Requirements:
Return, word for word, every line that follows.

Object location annotation data

--------------------------------

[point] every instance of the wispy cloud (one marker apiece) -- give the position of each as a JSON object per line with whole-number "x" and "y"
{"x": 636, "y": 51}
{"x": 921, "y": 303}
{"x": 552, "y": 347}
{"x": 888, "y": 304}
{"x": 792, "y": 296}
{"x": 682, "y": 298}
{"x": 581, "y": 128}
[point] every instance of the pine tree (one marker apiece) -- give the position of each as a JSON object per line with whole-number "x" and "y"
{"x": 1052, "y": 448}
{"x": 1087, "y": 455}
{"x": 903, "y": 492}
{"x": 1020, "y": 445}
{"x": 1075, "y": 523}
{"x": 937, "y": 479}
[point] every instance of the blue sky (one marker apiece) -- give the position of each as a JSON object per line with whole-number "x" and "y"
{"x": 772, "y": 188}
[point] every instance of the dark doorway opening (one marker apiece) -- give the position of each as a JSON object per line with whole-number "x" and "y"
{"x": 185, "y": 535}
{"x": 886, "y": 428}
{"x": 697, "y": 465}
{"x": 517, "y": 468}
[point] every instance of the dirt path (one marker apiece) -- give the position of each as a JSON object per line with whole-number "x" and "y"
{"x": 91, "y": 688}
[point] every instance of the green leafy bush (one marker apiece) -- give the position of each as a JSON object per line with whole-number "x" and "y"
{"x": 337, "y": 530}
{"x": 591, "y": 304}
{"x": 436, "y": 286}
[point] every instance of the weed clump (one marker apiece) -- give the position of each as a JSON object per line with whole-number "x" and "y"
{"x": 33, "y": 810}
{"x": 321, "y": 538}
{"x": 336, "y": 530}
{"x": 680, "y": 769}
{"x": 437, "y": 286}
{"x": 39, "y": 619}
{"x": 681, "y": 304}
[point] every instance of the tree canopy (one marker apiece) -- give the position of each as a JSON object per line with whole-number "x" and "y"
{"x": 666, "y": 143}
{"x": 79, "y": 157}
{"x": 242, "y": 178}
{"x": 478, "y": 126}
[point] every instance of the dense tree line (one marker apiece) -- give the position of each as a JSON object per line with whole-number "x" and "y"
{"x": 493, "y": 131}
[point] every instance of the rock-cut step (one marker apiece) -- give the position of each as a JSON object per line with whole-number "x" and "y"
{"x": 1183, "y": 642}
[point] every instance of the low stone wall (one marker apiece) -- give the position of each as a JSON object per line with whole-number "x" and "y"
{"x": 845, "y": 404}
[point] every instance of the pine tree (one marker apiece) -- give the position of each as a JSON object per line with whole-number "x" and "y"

--------------------------------

Final result:
[point] every instance of the wispy cloud (one marker apiece) -- give the position of each as a JSON object per line with whole-number "x" and "y"
{"x": 636, "y": 51}
{"x": 921, "y": 303}
{"x": 552, "y": 347}
{"x": 888, "y": 304}
{"x": 792, "y": 296}
{"x": 682, "y": 298}
{"x": 581, "y": 128}
[point] every instance of the pine tree (one marker apiece) -- give the position of each as a JSON object per line with whole-number "x" and "y"
{"x": 1052, "y": 448}
{"x": 1087, "y": 455}
{"x": 903, "y": 492}
{"x": 1020, "y": 445}
{"x": 1075, "y": 523}
{"x": 937, "y": 479}
[point] every instance of the blue sky (one marker apiece) -- give the position of each as a JSON object per line with whole-number "x" and "y"
{"x": 772, "y": 188}
[point] every instance of the dark doorway opening (one marker apiece) -- give the position of each as a JSON object per line with whole-number "x" and "y"
{"x": 185, "y": 535}
{"x": 886, "y": 428}
{"x": 697, "y": 465}
{"x": 517, "y": 468}
[point] every instance of the dirt path (one marker apiece) -- give the position of each as a JSON object per line with whole-number "x" and "y"
{"x": 91, "y": 688}
[point] every instance of the green leafy bush (one marker apiece) -- give the position of each as a JSON object per line with whole-number "x" and "y"
{"x": 337, "y": 530}
{"x": 591, "y": 304}
{"x": 436, "y": 286}
[point] every instance of the weed clump (one marker apiece) -- give the position of each as a JSON object per line with whole-number "x" and "y"
{"x": 33, "y": 810}
{"x": 321, "y": 538}
{"x": 336, "y": 530}
{"x": 680, "y": 769}
{"x": 437, "y": 286}
{"x": 39, "y": 619}
{"x": 681, "y": 304}
[point] every instance of the tree canopy (one marker apiece) -- give the position of each as a JSON object per line with whole-number "x" and "y"
{"x": 666, "y": 143}
{"x": 79, "y": 157}
{"x": 242, "y": 178}
{"x": 478, "y": 126}
[point] every instance of the dense tree line (one marker apiece) -- give the position of each as a JSON object per line with whole-number "x" and "y"
{"x": 493, "y": 131}
[point] every instance of the rock-cut step (one marker apiece) -- give the position of each as a JSON object per line with whole-number "x" and "y"
{"x": 1183, "y": 642}
[point] every instance of the low stone wall (one marker apiece) -- give the position of each as a JSON object per line with whole-number "x" and "y"
{"x": 845, "y": 404}
[point] every instance of the pine tree (one marker apiece) -- give the position of each as a JSON object per line with whole-number "x" and "y"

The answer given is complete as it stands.